>> Begin RECORDS TO USE

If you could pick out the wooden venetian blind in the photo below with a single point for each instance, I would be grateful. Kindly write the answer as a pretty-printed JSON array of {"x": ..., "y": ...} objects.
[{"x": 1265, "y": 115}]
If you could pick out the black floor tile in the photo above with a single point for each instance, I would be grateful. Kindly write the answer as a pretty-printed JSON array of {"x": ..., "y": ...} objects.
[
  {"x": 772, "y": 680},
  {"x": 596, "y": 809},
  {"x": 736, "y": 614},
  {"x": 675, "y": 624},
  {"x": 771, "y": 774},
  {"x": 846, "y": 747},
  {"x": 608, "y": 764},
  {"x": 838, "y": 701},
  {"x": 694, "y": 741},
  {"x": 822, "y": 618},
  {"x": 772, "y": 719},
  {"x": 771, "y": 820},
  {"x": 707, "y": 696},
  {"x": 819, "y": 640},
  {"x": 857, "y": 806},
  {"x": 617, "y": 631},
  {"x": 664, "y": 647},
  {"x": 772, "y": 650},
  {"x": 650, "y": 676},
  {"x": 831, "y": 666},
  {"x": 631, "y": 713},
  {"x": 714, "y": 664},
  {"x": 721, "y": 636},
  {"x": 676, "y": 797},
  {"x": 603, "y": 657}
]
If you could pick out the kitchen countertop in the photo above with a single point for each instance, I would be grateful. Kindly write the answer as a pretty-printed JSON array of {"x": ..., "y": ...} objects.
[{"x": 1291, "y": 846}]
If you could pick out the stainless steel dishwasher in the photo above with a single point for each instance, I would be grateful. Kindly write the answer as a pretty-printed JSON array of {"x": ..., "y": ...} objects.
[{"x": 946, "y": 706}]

>> End RECORDS TO USE

THE PROBLEM: Could you output these lines as a numbered list, leaving out any blank lines?

WRITTEN REPLY:
1. If you could pick out the wooden venetian blind in the photo below with a single point for each instance, I would be grateful. Kindly write the answer as a pretty-printed JSON array of {"x": ..., "y": ...} objects.
2. [{"x": 1265, "y": 115}]
3. If you could pick out the black floor tile in the photo above with a single point for each instance, I would be grateful. Kindly write the answer as a pretty-printed JSON array of {"x": ..., "y": ...} objects.
4. [
5.   {"x": 772, "y": 680},
6.   {"x": 596, "y": 809},
7.   {"x": 736, "y": 614},
8.   {"x": 675, "y": 624},
9.   {"x": 771, "y": 774},
10.   {"x": 846, "y": 747},
11.   {"x": 608, "y": 764},
12.   {"x": 838, "y": 701},
13.   {"x": 694, "y": 741},
14.   {"x": 822, "y": 618},
15.   {"x": 772, "y": 719},
16.   {"x": 771, "y": 820},
17.   {"x": 707, "y": 696},
18.   {"x": 819, "y": 640},
19.   {"x": 857, "y": 806},
20.   {"x": 617, "y": 631},
21.   {"x": 664, "y": 647},
22.   {"x": 772, "y": 650},
23.   {"x": 650, "y": 676},
24.   {"x": 831, "y": 666},
25.   {"x": 631, "y": 713},
26.   {"x": 714, "y": 664},
27.   {"x": 721, "y": 636},
28.   {"x": 676, "y": 797},
29.   {"x": 603, "y": 657}
30. ]
31. If you could pick out the kitchen countertop in the photo above with a single point for each instance, I would be grateful. Kindly write the answer as a pretty-printed JSON array of {"x": ..., "y": ...} objects.
32. [{"x": 1291, "y": 846}]
33. If you could pick out the stainless steel dishwasher in the photo above with a single point for each instance, I would be grateful. Kindly write the answer as a pretty-printed JSON array of {"x": ..., "y": ...} objects.
34. [{"x": 946, "y": 706}]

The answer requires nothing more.